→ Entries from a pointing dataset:
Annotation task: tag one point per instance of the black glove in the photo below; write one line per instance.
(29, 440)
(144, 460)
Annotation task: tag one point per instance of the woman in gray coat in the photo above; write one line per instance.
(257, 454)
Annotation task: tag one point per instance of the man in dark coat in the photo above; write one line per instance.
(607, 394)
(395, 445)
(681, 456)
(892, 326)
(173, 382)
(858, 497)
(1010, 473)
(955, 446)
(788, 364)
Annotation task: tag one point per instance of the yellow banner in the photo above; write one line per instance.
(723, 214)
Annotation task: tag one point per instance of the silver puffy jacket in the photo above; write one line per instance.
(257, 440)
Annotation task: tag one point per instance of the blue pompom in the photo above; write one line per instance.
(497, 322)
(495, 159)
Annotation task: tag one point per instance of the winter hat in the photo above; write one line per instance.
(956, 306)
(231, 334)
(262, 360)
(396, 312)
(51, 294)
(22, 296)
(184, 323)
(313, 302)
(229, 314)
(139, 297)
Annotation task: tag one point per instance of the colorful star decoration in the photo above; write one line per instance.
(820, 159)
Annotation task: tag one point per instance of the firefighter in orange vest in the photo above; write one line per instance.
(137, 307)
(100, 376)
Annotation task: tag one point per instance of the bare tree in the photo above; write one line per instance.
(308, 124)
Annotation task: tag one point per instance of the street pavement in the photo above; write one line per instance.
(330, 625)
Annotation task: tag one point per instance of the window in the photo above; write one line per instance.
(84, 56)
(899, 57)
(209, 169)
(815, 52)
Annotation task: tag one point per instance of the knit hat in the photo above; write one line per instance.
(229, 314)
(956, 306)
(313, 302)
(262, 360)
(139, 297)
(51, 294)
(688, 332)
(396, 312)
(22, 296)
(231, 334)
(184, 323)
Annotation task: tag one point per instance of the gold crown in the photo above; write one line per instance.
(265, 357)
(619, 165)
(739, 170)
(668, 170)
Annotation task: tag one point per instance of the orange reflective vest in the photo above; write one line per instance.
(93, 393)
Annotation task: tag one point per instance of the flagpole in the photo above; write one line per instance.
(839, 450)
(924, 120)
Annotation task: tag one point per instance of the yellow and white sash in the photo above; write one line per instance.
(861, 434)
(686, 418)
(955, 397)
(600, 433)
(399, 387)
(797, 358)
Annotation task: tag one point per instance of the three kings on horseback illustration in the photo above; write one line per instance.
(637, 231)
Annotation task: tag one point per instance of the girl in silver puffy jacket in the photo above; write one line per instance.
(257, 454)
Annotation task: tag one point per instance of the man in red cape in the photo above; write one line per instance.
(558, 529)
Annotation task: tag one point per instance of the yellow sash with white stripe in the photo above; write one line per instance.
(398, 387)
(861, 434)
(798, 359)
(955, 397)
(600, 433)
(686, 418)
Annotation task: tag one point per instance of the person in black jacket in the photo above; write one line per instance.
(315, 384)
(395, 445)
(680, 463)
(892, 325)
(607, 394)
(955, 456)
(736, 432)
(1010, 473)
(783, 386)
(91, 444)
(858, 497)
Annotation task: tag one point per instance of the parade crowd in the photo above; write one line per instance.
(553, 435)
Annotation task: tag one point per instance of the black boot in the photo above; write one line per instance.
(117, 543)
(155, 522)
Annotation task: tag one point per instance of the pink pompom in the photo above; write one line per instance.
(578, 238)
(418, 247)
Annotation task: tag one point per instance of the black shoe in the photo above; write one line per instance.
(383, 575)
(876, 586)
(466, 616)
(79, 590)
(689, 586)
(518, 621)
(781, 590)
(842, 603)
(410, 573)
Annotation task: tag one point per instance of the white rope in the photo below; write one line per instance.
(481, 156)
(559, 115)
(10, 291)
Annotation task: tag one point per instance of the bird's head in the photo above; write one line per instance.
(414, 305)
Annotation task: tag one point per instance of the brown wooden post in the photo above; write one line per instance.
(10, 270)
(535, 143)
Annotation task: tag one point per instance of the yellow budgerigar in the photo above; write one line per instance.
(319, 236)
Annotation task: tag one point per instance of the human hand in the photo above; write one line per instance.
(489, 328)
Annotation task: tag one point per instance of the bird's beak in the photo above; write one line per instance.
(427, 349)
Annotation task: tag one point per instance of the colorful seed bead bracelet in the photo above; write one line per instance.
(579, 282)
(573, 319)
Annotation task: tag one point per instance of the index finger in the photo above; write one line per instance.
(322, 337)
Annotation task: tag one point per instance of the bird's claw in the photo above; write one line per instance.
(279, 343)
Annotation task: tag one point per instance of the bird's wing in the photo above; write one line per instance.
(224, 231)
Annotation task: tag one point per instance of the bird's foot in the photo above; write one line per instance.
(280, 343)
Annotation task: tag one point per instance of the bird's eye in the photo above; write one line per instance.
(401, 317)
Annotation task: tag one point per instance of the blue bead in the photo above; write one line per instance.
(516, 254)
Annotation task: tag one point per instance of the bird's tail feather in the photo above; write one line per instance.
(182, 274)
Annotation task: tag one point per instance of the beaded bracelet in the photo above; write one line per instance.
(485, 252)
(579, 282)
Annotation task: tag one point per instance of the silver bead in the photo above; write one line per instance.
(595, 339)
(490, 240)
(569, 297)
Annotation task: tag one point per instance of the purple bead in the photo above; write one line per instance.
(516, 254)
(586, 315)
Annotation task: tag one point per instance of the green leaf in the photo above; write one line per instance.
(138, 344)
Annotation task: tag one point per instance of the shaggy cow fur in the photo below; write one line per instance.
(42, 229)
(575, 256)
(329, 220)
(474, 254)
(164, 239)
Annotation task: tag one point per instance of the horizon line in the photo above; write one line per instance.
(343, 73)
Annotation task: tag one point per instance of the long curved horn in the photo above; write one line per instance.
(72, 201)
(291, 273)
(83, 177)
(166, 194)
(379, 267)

→ The exercise:
Update the material from the line that has "Annotation task: tag one point per instance of the horizon" through the end of the material, swapping "long curved horn" for "twisted horn" and leaving everything else the same. Return only those lines.

→ Response for this exercise:
Annotation task: tag one point per instance of the horizon line in the photo above; write one line per instance.
(343, 73)
Annotation task: tag one point per instance of the twisted horn in the photo above; write one line per instance.
(72, 201)
(291, 273)
(83, 177)
(166, 194)
(379, 267)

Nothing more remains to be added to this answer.